═══ The input

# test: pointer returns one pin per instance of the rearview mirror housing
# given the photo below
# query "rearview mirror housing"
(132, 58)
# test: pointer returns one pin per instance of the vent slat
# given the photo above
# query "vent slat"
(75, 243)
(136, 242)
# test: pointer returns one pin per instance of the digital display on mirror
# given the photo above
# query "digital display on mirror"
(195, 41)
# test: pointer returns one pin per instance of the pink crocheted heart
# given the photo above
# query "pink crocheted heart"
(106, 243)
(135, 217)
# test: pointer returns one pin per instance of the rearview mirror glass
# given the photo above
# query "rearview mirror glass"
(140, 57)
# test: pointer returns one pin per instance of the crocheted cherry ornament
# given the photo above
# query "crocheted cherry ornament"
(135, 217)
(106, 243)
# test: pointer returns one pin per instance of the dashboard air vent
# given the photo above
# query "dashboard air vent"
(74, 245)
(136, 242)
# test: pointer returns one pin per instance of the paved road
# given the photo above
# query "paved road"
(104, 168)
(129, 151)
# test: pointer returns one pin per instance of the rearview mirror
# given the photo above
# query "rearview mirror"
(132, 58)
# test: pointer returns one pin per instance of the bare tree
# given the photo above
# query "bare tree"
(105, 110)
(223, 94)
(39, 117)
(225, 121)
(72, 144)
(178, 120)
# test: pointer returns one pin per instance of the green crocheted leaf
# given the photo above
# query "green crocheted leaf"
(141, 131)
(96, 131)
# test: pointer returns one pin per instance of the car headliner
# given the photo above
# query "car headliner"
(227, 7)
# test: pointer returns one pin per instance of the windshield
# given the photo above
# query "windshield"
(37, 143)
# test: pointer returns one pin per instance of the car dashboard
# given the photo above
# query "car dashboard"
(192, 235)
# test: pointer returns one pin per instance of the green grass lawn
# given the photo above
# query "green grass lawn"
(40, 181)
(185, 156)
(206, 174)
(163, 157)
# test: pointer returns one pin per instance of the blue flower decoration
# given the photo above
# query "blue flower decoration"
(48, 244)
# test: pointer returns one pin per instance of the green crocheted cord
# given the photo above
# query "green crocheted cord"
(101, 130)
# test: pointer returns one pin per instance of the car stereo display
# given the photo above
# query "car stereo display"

══════

About this task:
Only lines holding the word "stereo" belong in the answer; copy each one from the material.

Answer to this task:
# test: pointer returns one pin per instance of the car stereo display
# query "car stereo display"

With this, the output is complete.